Point localization data
* * * * *
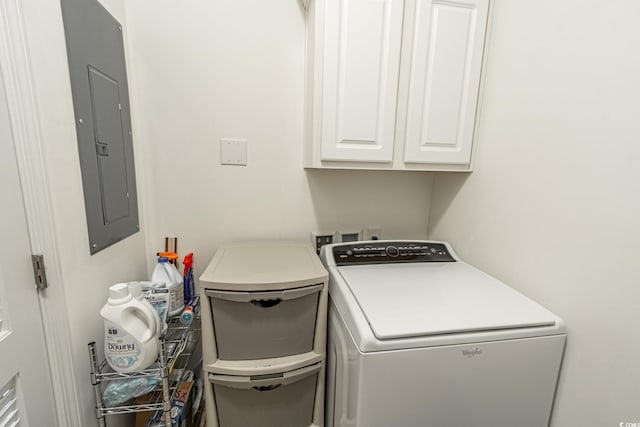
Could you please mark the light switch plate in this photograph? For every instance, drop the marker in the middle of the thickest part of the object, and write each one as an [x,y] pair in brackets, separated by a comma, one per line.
[233,152]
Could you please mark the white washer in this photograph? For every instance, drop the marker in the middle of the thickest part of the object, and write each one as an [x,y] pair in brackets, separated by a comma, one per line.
[418,338]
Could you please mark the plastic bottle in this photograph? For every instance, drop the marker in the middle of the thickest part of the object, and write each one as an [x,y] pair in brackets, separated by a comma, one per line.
[135,289]
[130,342]
[165,272]
[187,315]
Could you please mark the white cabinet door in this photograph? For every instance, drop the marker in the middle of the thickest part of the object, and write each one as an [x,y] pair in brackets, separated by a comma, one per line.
[25,385]
[361,56]
[448,43]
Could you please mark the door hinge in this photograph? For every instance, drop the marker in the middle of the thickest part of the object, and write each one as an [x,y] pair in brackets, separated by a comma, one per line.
[38,271]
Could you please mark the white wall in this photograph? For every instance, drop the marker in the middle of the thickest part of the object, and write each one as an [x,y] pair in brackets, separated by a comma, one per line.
[553,207]
[85,278]
[207,70]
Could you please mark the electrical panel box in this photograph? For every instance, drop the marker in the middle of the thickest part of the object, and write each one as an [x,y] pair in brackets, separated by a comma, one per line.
[98,73]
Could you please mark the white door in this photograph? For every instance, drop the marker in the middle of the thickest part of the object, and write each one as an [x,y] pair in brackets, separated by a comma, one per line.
[448,44]
[361,56]
[25,385]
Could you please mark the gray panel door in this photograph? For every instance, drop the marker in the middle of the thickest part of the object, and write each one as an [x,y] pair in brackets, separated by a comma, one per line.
[101,102]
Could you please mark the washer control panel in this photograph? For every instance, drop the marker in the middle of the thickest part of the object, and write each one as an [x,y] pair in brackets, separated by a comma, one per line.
[390,252]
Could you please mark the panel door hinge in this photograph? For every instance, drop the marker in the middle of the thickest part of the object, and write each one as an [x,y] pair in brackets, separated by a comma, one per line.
[38,271]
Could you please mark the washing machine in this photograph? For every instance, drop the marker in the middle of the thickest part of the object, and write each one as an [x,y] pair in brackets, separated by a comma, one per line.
[419,338]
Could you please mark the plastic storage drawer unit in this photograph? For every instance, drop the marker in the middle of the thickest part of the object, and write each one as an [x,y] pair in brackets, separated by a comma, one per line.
[264,332]
[264,306]
[261,325]
[286,400]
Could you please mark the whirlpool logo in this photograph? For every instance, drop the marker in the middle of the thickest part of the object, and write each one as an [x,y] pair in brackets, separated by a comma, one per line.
[471,352]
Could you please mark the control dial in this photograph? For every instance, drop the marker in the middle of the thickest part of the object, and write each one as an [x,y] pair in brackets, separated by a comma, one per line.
[392,251]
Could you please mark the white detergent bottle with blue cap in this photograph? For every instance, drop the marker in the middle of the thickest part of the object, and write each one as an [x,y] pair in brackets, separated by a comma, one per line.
[130,341]
[165,272]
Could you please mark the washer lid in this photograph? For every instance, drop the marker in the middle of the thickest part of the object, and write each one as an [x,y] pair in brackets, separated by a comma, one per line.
[413,300]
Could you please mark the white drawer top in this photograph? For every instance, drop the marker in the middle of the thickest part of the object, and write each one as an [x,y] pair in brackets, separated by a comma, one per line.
[263,265]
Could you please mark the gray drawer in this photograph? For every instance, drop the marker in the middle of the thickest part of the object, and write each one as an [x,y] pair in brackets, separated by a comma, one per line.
[278,400]
[260,325]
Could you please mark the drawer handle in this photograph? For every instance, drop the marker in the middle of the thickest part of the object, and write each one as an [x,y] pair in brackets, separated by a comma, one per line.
[266,303]
[267,387]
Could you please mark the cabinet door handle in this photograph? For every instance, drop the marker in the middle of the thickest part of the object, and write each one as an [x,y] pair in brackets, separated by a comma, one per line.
[266,303]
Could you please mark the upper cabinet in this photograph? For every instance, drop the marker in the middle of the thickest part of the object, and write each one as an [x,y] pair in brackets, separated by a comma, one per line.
[393,84]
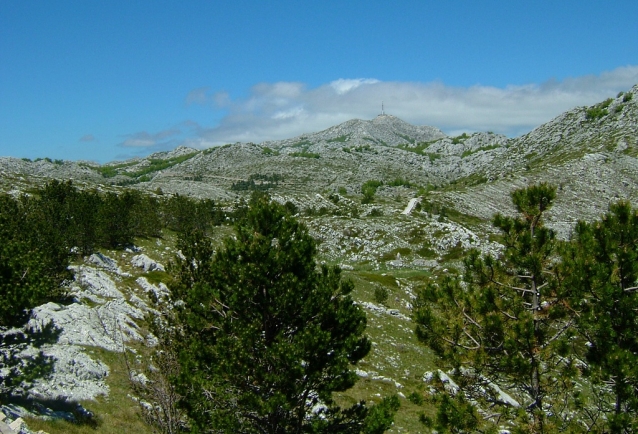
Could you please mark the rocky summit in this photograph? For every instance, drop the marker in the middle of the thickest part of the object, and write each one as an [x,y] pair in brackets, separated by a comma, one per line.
[433,197]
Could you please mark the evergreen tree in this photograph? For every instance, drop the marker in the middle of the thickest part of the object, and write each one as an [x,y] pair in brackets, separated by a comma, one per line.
[503,326]
[31,273]
[602,268]
[266,336]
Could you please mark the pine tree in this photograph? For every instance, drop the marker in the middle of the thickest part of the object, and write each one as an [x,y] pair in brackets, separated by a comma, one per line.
[602,269]
[32,272]
[267,337]
[504,324]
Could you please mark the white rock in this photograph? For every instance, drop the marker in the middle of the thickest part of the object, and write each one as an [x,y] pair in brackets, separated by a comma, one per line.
[146,263]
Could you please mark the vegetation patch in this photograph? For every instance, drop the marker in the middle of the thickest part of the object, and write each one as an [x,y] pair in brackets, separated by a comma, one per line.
[482,148]
[269,152]
[339,139]
[599,110]
[460,139]
[258,182]
[304,154]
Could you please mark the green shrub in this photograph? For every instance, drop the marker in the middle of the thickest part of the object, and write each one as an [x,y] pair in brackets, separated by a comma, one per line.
[459,139]
[381,294]
[267,151]
[304,154]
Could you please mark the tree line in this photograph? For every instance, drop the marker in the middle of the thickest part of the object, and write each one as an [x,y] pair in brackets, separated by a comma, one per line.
[544,337]
[42,232]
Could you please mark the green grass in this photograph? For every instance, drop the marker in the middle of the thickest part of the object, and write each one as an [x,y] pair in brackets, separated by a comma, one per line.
[339,139]
[114,414]
[482,148]
[269,152]
[304,154]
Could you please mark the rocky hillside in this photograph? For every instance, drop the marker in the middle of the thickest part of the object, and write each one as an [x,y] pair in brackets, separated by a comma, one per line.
[435,197]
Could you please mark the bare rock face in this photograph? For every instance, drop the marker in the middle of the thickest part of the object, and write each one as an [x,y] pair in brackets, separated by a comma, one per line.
[147,264]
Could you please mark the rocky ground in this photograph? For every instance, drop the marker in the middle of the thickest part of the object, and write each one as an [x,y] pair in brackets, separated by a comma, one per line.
[450,188]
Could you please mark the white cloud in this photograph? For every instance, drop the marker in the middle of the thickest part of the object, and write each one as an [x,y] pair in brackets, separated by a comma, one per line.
[342,85]
[286,109]
[146,140]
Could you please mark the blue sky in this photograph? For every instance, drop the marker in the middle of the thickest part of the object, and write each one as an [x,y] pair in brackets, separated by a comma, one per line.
[105,80]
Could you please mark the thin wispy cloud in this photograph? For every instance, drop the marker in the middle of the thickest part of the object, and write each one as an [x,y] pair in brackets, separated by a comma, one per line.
[285,109]
[144,139]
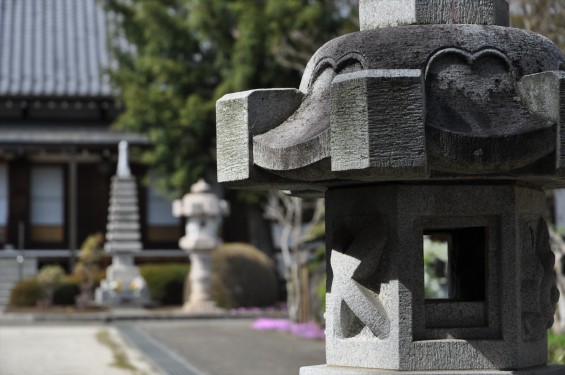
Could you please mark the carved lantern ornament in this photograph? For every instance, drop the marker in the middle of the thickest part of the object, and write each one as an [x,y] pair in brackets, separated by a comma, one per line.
[435,119]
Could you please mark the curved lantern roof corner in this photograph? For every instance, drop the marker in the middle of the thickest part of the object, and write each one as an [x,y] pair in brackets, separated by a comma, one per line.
[425,100]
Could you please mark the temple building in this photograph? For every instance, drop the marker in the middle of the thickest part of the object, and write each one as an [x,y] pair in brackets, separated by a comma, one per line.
[57,151]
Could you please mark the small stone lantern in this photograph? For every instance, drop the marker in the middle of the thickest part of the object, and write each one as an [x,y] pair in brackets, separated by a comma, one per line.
[203,211]
[434,120]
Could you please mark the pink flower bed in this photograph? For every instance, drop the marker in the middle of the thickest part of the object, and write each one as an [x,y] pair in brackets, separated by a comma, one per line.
[308,330]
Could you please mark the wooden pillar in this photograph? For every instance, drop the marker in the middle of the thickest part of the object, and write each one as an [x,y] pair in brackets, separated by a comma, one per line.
[72,207]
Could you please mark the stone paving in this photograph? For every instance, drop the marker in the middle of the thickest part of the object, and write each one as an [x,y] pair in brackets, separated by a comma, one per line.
[203,346]
[231,347]
[64,350]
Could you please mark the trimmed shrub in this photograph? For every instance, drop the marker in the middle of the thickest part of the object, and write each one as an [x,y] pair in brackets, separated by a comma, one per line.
[25,293]
[66,292]
[165,281]
[243,276]
[49,278]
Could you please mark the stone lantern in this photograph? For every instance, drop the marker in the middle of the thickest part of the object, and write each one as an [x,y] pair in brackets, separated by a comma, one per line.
[436,119]
[203,211]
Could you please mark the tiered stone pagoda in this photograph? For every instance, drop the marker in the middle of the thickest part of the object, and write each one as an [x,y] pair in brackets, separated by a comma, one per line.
[123,284]
[435,119]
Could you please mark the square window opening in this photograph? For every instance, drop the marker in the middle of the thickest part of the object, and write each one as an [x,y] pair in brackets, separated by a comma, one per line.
[455,264]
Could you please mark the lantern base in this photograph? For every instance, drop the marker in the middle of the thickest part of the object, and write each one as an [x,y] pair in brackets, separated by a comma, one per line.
[335,370]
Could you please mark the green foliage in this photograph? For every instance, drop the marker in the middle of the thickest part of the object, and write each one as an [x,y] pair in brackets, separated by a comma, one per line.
[25,293]
[556,346]
[165,281]
[87,269]
[66,292]
[50,275]
[183,55]
[541,16]
[49,278]
[243,277]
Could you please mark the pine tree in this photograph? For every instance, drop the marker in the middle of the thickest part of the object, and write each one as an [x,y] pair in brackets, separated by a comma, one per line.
[175,58]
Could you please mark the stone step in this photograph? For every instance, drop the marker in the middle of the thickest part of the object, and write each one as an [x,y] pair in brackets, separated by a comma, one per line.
[123,192]
[123,208]
[127,200]
[123,217]
[122,178]
[123,246]
[122,236]
[123,226]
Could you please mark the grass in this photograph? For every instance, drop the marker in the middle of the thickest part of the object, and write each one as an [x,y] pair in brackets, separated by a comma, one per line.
* * * * *
What is being asked
The lines to reproduce run from the one that contains "Could you please mark the stone step" through the last line above; copy them exactly.

Response for this exercise
Could you please mark the stone step in this photograph? For every instance, drop the marker in the middle of the thickest part of the object, and write each one as an [x,y] pair in brackets, separated by a comma, one per line.
[123,192]
[123,208]
[127,200]
[123,217]
[122,178]
[123,246]
[122,236]
[123,226]
Could you please mark the grass in this photograph? For every instance, drop the marker in the middle of the thickest part of the object, and write each one as an [x,y] pair in brackets, separated by a comma, one per line.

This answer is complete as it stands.